● What you are asked to do
Can you rewrite the passage on Marvin Webster between "He flitted around" and "his own countenance.", inclusive, replacing "entourage" with "assistant"?

● Text shown
He flitted around the country -- as much as a 7-foot-1 man can flit -- on his own money and his own time. Marvin Webster did what he wanted, when he wanted. He didn't bring an entourage when he traveled, just his curiosity.
According to those who knew him late in his life, Webster, the one-time basketball wunderkind of Morgan State, loved seeing different parts of the country, living out of hotels, keeping his own countenance.
We may never know what possessed him to leave an apartment in Owings Mills last summer and head to Tulsa, Okla., the final destination in his 56-year-old life. We know he spent some time in a hospital there for a chronic liver disease brought on by three different hepatitis attacks over a dozen years. We know he returned to the Hotel Ambassador -- a "luxury boutique hotel," as its managing director told me -- after that short hospital stay. And we know he died in that hotel, in a bathtub. probably from coronary artery disease. He likely died last Saturday, but wasn't found until late Monday morning. His 57th birthday would have been Monday, April 13.
Perhaps we will eventually find out why he was in Tulsa for several months. The truth is, his Morgan teammates knew Webster could be mysterious. Not all of them knew why. Once he contracted hepatitis as a senior at Morgan, he came to know a life filled with medications to combat the toxins that seeped into his brain and his body. It changed his life more than he could tolerate at times.

● Source information

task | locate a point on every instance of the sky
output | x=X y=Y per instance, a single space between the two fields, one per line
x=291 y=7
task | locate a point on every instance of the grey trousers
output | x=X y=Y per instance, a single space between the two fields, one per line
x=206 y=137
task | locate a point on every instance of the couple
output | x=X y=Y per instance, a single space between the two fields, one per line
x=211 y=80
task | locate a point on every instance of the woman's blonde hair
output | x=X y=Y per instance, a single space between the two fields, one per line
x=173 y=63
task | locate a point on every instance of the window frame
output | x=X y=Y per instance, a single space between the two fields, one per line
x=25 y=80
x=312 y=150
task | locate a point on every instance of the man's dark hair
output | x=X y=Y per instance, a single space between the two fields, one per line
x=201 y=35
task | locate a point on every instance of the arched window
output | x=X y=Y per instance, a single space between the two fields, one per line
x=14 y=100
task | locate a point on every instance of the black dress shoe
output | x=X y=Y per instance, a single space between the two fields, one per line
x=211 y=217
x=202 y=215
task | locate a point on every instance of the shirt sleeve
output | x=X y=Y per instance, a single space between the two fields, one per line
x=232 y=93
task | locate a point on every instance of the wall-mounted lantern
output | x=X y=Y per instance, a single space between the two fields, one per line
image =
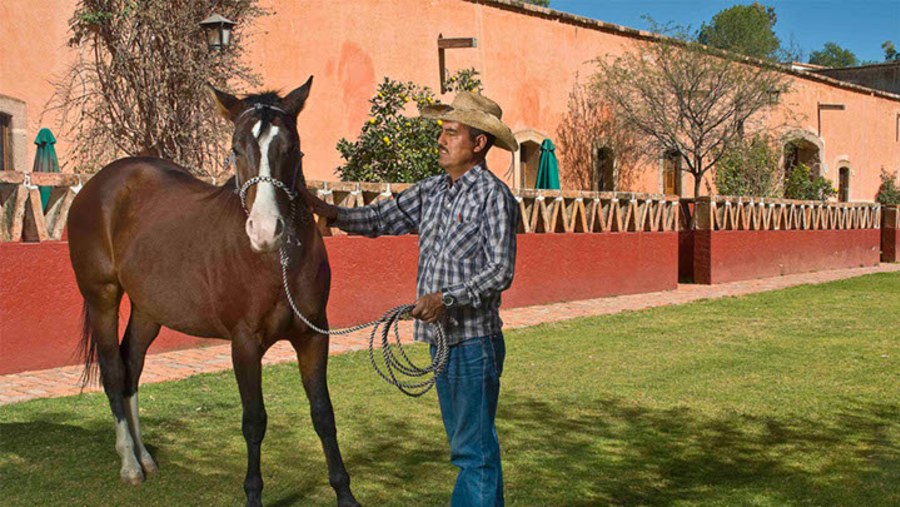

● Exercise output
He flitted around the country -- as much as a 7-foot-1 man can flit -- on his own money and his own time. Marvin Webster did what he wanted, when he wanted. He didn't bring an assistant when he traveled, just his curiosity.
According to those who knew him late in his life, Webster, the one-time basketball wunderkind of Morgan State, loved seeing different parts of the country, living out of hotels, keeping his own countenance.